> _Required work_
Reproduce the data below in full. Nothing should differ from the original.

── Extracted material ──

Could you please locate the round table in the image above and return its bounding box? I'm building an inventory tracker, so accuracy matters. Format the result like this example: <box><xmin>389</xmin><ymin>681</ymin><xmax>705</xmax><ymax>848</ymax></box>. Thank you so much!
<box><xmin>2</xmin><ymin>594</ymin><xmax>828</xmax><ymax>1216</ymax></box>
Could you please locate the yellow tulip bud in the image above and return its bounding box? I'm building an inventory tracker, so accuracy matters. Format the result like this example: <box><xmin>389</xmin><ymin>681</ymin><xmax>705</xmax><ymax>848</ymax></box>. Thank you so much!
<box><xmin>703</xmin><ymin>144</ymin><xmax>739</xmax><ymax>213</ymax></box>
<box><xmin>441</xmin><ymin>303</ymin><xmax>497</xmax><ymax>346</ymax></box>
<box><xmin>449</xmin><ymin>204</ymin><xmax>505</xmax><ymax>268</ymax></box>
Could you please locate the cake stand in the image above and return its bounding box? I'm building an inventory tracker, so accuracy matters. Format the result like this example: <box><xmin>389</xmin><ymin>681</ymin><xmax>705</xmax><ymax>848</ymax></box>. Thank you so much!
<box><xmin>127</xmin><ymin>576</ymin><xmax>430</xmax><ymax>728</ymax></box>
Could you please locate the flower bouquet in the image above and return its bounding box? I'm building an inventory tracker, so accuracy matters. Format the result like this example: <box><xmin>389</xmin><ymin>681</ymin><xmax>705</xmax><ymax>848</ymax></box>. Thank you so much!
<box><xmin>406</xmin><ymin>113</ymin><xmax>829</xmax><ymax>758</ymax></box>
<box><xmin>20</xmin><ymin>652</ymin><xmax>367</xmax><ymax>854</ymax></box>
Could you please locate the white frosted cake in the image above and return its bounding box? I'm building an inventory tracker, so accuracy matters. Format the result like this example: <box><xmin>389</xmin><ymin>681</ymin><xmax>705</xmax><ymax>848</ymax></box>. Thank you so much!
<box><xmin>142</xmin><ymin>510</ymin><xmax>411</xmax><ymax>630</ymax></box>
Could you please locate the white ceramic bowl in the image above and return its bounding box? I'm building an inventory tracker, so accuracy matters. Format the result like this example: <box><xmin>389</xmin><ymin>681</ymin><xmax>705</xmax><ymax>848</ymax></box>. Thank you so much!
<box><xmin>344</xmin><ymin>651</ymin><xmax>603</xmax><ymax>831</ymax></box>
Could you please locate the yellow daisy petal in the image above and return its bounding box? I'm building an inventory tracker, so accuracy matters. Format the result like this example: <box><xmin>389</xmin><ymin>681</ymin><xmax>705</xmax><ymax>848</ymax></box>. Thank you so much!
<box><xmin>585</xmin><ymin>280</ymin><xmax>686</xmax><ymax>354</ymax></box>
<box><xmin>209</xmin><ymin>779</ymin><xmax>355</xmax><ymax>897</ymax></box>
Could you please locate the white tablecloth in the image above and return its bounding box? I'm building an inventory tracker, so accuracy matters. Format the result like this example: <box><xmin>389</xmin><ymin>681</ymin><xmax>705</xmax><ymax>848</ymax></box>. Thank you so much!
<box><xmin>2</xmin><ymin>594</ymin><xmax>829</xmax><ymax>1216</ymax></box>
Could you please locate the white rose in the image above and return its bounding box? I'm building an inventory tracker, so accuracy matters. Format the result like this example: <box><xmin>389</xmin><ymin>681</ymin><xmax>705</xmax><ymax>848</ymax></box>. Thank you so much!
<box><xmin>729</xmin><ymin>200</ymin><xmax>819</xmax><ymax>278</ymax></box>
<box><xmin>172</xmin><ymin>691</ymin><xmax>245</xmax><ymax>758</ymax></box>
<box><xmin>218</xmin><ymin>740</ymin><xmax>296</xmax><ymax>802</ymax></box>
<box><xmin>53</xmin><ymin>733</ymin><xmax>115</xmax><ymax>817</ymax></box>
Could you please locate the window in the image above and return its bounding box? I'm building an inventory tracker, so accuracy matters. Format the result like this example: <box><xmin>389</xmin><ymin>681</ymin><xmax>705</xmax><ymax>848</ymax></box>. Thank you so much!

───

> _Solution for this exercise_
Could you please locate the round table in the image above and return its bounding box? I'm building an inventory tracker, so accuracy matters. Format the result like this example: <box><xmin>389</xmin><ymin>681</ymin><xmax>705</xmax><ymax>848</ymax></box>. Thank you so much!
<box><xmin>2</xmin><ymin>594</ymin><xmax>828</xmax><ymax>1216</ymax></box>
Could you please locate the yellow tulip bud in the image above and return its bounding box? I'm building an inventory tracker, so accuracy matters. Format the result like this example: <box><xmin>389</xmin><ymin>681</ymin><xmax>705</xmax><ymax>848</ymax></box>. Thank you so much!
<box><xmin>703</xmin><ymin>144</ymin><xmax>739</xmax><ymax>213</ymax></box>
<box><xmin>441</xmin><ymin>303</ymin><xmax>497</xmax><ymax>346</ymax></box>
<box><xmin>449</xmin><ymin>204</ymin><xmax>505</xmax><ymax>268</ymax></box>
Could you please locate the cake stand in the image above and return its bounding box? I'm building an inventory tracker, so accuracy matters. Format the result like this example: <box><xmin>389</xmin><ymin>681</ymin><xmax>705</xmax><ymax>848</ymax></box>. Thank you so much!
<box><xmin>127</xmin><ymin>576</ymin><xmax>430</xmax><ymax>728</ymax></box>
Could you please locate the flower bouquet in the image above and return its bounding box? I'm building an inventory tracker, so accuracy matters. Format the result like this example: <box><xmin>389</xmin><ymin>681</ymin><xmax>705</xmax><ymax>848</ymax></box>. Thank you so much!
<box><xmin>406</xmin><ymin>113</ymin><xmax>829</xmax><ymax>758</ymax></box>
<box><xmin>20</xmin><ymin>652</ymin><xmax>367</xmax><ymax>854</ymax></box>
Could you please locate the white frosted cake in the image above and return its bounding box? I'm building an inventory tracker, so accuracy matters. Format the result like this example: <box><xmin>389</xmin><ymin>681</ymin><xmax>705</xmax><ymax>848</ymax></box>. Thank you so much!
<box><xmin>142</xmin><ymin>510</ymin><xmax>411</xmax><ymax>630</ymax></box>
Could you please locate the white ceramic bowl in the image above and return its bounding box? I'm building an inventory tracker, so accuracy matters. Format the result like this example: <box><xmin>389</xmin><ymin>681</ymin><xmax>705</xmax><ymax>848</ymax></box>. Thank you so much!
<box><xmin>344</xmin><ymin>651</ymin><xmax>603</xmax><ymax>831</ymax></box>
Could you please locate the yellow daisy petal in the image above and return its bounding box? I'm building an inventory tracker, so accuracy matters. Format the result like this example: <box><xmin>389</xmin><ymin>681</ymin><xmax>705</xmax><ymax>848</ymax></box>. Thank you so much!
<box><xmin>585</xmin><ymin>280</ymin><xmax>686</xmax><ymax>354</ymax></box>
<box><xmin>209</xmin><ymin>779</ymin><xmax>355</xmax><ymax>897</ymax></box>
Could you please locate the white tablecloth in the image above and return its bounding box? I'm building an inventory tracker, so accuracy matters. Format the result like this example: <box><xmin>389</xmin><ymin>681</ymin><xmax>705</xmax><ymax>848</ymax></box>. Thank you so much!
<box><xmin>2</xmin><ymin>594</ymin><xmax>829</xmax><ymax>1216</ymax></box>
Could you please locate the white rose in the image above and return its bounding box? I'm building an inventory tracker, so accuracy matters. Format the result like this example: <box><xmin>389</xmin><ymin>681</ymin><xmax>705</xmax><ymax>848</ymax></box>. Thank you so much!
<box><xmin>729</xmin><ymin>200</ymin><xmax>819</xmax><ymax>278</ymax></box>
<box><xmin>172</xmin><ymin>691</ymin><xmax>245</xmax><ymax>758</ymax></box>
<box><xmin>218</xmin><ymin>740</ymin><xmax>296</xmax><ymax>802</ymax></box>
<box><xmin>53</xmin><ymin>733</ymin><xmax>115</xmax><ymax>817</ymax></box>
Could you please locate the window in the image above and return its bounding box? I'm building an inventory tracker, so accuracy matters. Format the result like this example: <box><xmin>389</xmin><ymin>681</ymin><xmax>705</xmax><ymax>848</ymax></box>. Thank you so much!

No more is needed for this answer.